**DOCUMENT TEXT:**
━━━━━━
An introduction to shader derivative functions

Partial difference derivative functions (ddx and ddy in HLSL^[a], dFdx and dFdy in GLSL^[b]) (in the rest of this article I will use both terms according to the code examples I will provide) are fragment shader instructions wich can be used to compute the rate of variation of any value with respect to the screen-space coordinates.

Derivatives computation

During triangles rasterization, GPUs run many instances of a fragment shader at a time organizing them in blocks of 2×2 pixels. Derivatives are calculated by taking differences between the pixel values in a block; dFdx subtracts the values of the pixels on the left side of the block from the values on the right side, and dFdy subtracts the values of the bottom pixels from the top ones. See the image below where the grid represents the rendered screen pixels and dFdx, dFdy expressions are provided for the generic value p evaluated by the fragment shader instance at (x, y) screen coordinates and belonging to the 2×2 block highlighted in red.

Derivatives can be evaluated for every variable in a fragment shader. For vector and matrix types, derivatives are computed element-wise.

Derivatives functions are fundamental for texture mipmaps implementation and are very useful in a series of algorithms and effects, in particular when there is some kind of dependence on screen space coordinates (for example when rendering wireframe edges with uniform screen pixel thickness).

Derivatives and mipmaps

Mipmaps^[d] are pre-computed sequences of images obtained by filtering down a texture into smaller sizes (each mipmap level is two times smaller than the previous). They are used to avoid aliasing artifacts when minifying a texture.

Mipmapping is also important for texture cache coherence, since it enforces a near-one texel to pixel ratio: when traversing a triangle, each new pixel represents a step in texture space of one texel at most. Mipmapping is one of the few cases in rendering where a technique
improves both visuals and performance.

Derivatives are used during texture sampling to select the best mipmap level. The rate of variation of the texture coordinates with respect to the screen coordinates is used to choose a mipmap; the larger the derivatives, the greater the mipmap level (and the lesser the mipmap size).

Face normal computation (flat shader)

Derivatives can be used to compute the current triangle’s face normal in a fragment shader. The horizontal and vertical derivatives of the current fragment’s world-position are two vectors laying in the triangle’s surface. Their cross product is a vector orthogonal to the surface and its norm is the triangle’s normal vector (see the 3d model below). Particular attention must be paid to the ordering of the cross product: being the OpenGL coordinate system left-handed (at least when working in window space which is the context where the fragment shader works^[e]) and being the horizontal derivative vector always oriented right and the vertical down, the ordering of the cross product to obtain a normal vector oriented toward the camera is horizontal x vertical (more about cross products and basis orientations in this article). The interactive model below shows the link between screen pixels and fragmets over a triangle surface being rasterized, the derivative vectors on the surface (in red and green), and the normal vector (in blue) obtained by the cross product of the twos.

Face normal as the cross product of position derivatives

Here is a GLSL code line to compute a flat normal given the fragment position pos in camera space:

normalize( cross(dFdx(pos), dFdy(pos)) );

1	normalize( cross(dFdx(pos), dFdy(pos)) );

And below there is a complete pocket.gl demo with a vertex and fragment shader at work on an Utah Teapot^[f]. You can toggle the flat shader using the Flat shaded checkbox.
━━━━━━
Data drawn from a collection:
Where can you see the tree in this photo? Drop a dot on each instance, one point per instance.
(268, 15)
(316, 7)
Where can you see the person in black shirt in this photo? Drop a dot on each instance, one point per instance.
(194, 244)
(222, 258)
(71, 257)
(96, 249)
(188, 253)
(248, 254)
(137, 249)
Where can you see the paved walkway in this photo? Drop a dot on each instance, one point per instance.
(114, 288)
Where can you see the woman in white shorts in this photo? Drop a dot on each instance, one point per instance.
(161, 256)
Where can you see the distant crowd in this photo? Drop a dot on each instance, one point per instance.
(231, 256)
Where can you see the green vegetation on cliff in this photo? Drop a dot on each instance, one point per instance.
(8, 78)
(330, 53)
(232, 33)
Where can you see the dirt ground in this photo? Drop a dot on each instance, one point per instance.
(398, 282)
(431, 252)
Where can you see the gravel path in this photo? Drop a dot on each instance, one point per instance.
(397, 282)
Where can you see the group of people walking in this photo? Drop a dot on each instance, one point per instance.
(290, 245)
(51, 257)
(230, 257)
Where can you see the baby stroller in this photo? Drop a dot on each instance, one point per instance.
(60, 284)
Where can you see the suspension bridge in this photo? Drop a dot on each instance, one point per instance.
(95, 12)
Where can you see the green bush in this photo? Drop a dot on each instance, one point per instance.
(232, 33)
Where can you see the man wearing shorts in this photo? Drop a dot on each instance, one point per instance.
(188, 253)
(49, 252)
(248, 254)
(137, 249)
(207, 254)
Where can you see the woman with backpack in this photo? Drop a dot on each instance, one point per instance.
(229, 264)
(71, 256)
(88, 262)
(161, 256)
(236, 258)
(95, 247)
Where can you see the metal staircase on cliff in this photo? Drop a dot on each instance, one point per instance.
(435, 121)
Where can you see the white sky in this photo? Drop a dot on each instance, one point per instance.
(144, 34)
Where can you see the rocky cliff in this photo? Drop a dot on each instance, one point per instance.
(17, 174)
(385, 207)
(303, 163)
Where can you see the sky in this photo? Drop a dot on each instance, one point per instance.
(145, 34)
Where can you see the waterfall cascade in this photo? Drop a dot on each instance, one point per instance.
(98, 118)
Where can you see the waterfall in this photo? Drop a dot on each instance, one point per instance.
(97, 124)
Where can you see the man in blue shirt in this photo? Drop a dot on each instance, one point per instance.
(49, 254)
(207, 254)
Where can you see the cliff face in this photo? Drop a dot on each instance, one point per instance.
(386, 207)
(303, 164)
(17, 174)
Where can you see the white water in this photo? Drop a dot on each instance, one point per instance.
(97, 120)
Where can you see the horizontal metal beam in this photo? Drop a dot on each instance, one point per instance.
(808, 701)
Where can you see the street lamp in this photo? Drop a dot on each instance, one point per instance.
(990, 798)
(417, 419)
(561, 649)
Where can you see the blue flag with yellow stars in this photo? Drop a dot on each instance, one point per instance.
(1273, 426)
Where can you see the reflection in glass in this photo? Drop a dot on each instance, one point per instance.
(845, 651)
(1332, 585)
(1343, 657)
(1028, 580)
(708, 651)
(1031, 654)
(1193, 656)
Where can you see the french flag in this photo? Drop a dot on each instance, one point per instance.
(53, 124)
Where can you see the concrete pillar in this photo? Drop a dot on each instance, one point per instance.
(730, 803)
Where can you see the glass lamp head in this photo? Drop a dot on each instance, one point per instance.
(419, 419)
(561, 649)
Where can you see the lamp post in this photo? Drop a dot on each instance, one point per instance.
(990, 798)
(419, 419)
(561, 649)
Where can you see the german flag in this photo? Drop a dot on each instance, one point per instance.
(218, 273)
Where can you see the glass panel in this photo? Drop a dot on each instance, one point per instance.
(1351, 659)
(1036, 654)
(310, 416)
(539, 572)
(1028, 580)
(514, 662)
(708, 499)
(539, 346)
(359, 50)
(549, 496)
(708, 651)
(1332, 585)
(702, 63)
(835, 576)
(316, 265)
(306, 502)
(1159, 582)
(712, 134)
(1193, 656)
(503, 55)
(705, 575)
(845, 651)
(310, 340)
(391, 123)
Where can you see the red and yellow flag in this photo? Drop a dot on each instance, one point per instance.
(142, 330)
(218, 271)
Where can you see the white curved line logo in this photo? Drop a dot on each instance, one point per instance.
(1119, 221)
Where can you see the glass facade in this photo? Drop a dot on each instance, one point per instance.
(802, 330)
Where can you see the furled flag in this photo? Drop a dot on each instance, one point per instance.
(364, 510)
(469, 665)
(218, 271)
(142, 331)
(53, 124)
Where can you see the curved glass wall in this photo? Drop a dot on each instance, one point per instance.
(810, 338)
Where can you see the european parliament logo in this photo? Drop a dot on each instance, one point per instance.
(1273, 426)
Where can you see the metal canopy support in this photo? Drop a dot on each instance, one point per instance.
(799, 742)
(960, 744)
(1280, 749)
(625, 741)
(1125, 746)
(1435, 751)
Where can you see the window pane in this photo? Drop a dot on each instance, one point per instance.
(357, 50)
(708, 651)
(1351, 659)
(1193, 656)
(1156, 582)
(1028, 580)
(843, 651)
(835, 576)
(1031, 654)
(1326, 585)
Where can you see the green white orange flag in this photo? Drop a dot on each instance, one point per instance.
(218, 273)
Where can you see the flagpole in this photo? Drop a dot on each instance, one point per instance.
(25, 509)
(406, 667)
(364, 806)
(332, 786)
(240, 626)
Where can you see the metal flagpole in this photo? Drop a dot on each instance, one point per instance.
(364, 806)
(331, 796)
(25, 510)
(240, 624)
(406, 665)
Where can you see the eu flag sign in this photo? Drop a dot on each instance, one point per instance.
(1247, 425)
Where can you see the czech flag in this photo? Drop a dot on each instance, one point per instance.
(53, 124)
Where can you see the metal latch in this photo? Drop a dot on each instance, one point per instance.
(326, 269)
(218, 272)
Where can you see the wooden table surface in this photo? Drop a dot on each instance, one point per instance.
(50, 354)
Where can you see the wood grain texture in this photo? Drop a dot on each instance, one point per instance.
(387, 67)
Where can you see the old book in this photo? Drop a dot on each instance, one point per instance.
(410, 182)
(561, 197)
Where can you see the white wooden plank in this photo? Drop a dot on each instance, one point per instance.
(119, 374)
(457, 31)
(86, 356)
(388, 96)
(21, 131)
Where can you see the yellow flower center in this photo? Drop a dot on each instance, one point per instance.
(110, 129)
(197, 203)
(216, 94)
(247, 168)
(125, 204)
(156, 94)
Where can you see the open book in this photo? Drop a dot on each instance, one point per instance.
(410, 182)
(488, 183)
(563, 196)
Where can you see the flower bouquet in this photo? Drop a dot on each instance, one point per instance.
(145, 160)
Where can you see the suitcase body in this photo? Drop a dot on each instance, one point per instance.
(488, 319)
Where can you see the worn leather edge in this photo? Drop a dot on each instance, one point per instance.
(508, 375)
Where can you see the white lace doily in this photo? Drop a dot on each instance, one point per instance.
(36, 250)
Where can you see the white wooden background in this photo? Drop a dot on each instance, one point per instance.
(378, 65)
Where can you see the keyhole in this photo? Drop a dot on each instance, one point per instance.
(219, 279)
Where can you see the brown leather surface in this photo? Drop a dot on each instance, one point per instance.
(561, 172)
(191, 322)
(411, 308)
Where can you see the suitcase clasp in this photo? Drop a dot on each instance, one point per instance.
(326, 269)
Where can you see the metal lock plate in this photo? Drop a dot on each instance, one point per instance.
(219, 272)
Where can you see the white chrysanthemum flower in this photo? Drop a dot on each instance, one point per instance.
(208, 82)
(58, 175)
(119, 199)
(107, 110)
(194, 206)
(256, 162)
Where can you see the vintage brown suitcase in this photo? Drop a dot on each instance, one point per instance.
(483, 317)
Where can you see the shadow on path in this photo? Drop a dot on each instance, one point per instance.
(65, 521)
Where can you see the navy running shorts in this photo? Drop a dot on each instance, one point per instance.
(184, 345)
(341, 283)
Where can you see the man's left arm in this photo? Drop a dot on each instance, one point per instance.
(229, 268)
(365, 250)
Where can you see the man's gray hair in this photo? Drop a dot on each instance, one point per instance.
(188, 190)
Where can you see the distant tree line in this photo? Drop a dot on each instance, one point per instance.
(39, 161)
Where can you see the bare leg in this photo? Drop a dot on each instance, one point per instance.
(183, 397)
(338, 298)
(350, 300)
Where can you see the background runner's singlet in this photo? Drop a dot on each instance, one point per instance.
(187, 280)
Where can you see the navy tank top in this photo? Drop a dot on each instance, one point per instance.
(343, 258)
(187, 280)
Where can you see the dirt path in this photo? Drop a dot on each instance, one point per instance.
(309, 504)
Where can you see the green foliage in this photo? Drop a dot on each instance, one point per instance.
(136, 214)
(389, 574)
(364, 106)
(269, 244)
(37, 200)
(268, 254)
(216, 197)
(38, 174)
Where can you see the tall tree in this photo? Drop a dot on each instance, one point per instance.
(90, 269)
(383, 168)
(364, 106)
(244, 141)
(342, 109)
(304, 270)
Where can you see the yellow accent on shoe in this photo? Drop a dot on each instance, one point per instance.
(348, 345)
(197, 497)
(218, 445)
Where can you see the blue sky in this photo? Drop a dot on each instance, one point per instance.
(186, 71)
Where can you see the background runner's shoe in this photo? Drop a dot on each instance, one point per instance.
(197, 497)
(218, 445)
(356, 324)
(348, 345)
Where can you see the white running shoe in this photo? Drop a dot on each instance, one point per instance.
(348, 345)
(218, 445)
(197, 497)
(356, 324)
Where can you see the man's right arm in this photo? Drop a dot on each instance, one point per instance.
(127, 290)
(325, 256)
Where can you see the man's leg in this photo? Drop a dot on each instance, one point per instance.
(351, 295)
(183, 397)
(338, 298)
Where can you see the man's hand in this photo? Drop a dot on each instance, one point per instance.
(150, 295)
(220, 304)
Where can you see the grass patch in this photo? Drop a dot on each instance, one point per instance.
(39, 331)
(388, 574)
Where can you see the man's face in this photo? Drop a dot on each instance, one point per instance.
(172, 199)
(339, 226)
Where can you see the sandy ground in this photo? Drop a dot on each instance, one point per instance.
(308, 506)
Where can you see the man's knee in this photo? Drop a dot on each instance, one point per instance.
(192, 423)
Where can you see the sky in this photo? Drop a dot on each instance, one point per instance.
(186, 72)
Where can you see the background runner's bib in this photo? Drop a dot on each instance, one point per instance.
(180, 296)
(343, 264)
━━━━━━
**TO-DO LIST:**
- 1) According to the article on shader derivative functions, in what size of block do GPUs group fragment shader instances during triangle rasterization?
- 2) Rewrite the paragraph of the shader derivatives article that begins "Mipmapping is also important for texture cache coherence" as a short bulleted list that keeps its main facts.
- 3) Carry on the article about shader derivative functions, picking up after its final sentence.

**RESPONSES IN ORDER:**
- 1) Blocks of 2×2 pixels.

- 2)
- Mipmapping supports texture cache coherence by enforcing a near-one texel-to-pixel ratio.
- While a triangle is traversed, each new pixel is a step of at most one texel in texture space.
- It is one of the few rendering techniques that improves both visuals and performance.

- 3)
Flat shader example

Derivatives and branches

Derivatives computation is based on the parallel execution on the GPU’s hardware of multiple instances of a shader. Scalar operations are executed with a SIMD (Single Instruction Multiple Data) architecture on registers containing a vector of 4 values for a block of 2×2 pixels. This means that at every step of execution, the shader instances belonging to each 2×2 block are synchronized making derivative computation fast and easy to implement in hardware, being a simple subtraction of values contained in the same register.

But what happens in the case of a conditional branch? In this case, if not all of the threads in a core take the same branch, there is a divergence in the code execution. In the image below an example of divergence is shown: a conditional branch execution in a GPU core with 8 shader instances. Three instances take the first branch (yellow). During the yellow branch execution the other 5 instances are inactive (an execution bitmask is used to activate/deactivate execution). After the yellow branch, the execution mask is inverted and the blue branch is executed by the remaining 5 instances.

In addition to the efficiency and performance loss of the branch, the divergence is breaking the synchronization between the pixels in a block making derivatives operations undefined. This is a problem for texture sampling which needs derivatives for mipmap level selection, anisotropic filtering, etc. When facing such a problem, a shader compiler could flatten the branch (thus avoiding it) or try to rearrange the code moving texture reads outside of the branch control flow. This problem can be avoided by using explicit derivatives or mipmap level when sampling a texture.

Below you can see a HLSL branching experiment written in UE4 using a custom expression node.

Here is the shader code I’m using in the previous example:

 float tmp = 10000;
 float3 color;

 [branch]
 if(xpos &gt; side)
 {
   tmp = xpos * xpos;
   float dx = ddx(tmp);
   color = float3(dx, 0, 0);
 }
 else
 {
   tmp = xpos * xpos;
   float dx = ddx(tmp);
   color = float3(0, dx, 0);
 }

 return color * 100;

float tmp = 10000;

float3 color;

[branch]

if(xpos > side)

{

tmp = xpos * xpos;

float dx = ddx(tmp);

color = float3(dx, 0, 0);

}

else

{

tmp = xpos * xpos;

float dx = ddx(tmp);

color = float3(0, dx, 0);

}

return color * 100;

The purpose of this experiment is to see what happens when derivatives are used inside a divergent block. Suppose that the code above be executed on a GPU core. When a subset of the pixels in a block enters the first branch, the value of tmp for the inactive pixels waiting for the second branch execution should be still 10000. So the ddx function should give a spike for some pixels on divergent blocks. Note the [branch] attribute before the if to force branching using control flow instructions.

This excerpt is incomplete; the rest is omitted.